Exercise prompt: Scan each line of the records for the word "doorway" and extract the ones that have it.

________________

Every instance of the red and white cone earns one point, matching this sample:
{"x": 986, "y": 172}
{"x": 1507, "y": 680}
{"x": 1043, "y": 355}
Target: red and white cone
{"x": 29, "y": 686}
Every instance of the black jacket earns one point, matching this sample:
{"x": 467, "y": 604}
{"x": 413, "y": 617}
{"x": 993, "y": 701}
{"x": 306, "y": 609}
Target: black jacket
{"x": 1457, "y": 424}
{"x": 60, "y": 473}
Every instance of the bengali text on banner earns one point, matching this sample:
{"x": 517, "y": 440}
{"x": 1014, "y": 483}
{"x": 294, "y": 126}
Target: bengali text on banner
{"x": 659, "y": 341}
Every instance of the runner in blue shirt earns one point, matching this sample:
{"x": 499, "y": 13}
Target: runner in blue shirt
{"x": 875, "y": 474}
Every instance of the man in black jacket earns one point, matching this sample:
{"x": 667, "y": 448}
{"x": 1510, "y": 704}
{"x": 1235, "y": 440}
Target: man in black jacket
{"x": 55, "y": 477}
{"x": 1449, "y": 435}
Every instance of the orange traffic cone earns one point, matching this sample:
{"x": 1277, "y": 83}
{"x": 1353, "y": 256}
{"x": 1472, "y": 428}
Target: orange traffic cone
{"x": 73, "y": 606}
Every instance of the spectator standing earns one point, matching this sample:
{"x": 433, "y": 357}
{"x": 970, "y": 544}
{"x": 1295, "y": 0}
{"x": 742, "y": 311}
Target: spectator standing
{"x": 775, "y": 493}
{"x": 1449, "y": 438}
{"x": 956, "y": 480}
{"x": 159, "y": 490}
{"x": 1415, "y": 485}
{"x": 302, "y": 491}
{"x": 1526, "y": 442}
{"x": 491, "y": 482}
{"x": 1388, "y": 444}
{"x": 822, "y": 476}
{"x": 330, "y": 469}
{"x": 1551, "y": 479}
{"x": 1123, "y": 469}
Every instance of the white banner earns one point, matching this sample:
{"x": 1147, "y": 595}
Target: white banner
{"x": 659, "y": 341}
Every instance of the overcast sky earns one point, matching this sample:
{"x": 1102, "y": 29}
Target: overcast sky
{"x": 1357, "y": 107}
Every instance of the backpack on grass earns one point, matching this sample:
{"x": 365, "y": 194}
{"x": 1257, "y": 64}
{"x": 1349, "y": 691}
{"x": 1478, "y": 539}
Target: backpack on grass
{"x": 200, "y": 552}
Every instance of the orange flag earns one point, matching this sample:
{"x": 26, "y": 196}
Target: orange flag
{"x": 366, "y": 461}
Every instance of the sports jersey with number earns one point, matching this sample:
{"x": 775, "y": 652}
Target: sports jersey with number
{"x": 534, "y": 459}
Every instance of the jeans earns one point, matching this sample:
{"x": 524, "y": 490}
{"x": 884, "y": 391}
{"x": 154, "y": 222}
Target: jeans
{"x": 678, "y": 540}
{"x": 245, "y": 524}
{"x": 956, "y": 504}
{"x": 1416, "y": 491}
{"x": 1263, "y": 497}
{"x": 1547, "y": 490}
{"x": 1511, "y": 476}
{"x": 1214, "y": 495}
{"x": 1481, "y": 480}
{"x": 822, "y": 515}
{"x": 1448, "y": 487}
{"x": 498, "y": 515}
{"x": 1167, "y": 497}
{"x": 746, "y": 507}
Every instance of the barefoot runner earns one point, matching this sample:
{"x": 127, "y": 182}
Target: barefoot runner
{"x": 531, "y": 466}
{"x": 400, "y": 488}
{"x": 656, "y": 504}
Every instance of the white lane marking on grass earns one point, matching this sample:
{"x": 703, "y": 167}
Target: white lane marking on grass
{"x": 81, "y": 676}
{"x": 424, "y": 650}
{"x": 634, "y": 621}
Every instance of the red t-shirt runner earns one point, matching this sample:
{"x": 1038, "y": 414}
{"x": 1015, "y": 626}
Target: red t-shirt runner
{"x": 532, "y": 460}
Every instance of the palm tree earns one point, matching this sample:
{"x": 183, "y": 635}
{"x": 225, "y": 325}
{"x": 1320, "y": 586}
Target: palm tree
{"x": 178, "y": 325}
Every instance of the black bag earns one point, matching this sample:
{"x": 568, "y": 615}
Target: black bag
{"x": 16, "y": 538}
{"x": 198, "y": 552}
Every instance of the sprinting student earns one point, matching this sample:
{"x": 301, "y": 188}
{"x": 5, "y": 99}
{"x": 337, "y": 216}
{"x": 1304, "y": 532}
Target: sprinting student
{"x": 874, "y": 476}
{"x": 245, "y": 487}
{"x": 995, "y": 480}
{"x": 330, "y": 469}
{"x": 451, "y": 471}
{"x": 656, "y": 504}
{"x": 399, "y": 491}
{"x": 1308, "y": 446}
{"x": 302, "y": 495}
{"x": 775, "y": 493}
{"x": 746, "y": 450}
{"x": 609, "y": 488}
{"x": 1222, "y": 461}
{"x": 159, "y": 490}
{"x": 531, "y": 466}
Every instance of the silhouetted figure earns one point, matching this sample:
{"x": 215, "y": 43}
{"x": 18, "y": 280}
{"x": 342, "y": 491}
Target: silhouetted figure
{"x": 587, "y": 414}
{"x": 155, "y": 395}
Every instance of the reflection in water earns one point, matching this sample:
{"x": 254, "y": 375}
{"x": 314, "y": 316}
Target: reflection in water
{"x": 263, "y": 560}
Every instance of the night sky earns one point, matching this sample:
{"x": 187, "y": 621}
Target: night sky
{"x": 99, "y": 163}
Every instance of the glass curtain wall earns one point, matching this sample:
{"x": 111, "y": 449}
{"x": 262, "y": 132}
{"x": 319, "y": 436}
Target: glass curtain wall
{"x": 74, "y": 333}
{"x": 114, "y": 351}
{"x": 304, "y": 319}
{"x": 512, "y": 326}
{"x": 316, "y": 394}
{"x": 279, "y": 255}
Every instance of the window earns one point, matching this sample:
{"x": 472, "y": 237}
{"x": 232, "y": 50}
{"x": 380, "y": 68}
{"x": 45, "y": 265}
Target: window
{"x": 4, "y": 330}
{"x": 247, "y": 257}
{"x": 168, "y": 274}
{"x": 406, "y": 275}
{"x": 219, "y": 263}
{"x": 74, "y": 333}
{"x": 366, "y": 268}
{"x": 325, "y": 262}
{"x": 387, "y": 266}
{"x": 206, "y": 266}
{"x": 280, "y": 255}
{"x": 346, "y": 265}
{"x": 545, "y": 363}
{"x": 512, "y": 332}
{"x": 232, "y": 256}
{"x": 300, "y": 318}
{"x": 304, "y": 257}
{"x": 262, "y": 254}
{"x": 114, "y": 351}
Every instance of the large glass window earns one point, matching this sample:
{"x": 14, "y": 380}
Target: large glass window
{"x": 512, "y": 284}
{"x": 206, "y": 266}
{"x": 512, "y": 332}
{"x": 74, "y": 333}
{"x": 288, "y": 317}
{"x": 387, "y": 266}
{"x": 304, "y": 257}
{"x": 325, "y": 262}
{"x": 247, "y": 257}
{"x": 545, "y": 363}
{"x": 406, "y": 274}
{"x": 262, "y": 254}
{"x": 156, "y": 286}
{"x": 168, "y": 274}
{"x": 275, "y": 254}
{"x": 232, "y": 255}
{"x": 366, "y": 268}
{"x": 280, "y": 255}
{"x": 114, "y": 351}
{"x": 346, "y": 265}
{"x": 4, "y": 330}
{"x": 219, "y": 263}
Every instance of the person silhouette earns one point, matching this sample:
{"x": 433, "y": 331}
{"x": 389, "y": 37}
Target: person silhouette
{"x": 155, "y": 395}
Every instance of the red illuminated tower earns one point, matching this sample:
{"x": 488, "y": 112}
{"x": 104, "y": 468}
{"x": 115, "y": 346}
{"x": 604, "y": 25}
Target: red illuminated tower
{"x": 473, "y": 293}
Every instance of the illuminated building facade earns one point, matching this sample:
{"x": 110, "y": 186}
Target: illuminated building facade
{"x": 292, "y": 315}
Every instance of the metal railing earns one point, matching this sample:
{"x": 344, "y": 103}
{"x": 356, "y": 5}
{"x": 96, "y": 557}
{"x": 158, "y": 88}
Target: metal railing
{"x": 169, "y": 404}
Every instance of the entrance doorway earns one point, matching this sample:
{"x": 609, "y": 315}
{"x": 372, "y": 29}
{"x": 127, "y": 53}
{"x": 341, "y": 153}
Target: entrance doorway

________________

Exercise result:
Every instance of the entrance doorway earns one point, matching this sample:
Target: entrance doorway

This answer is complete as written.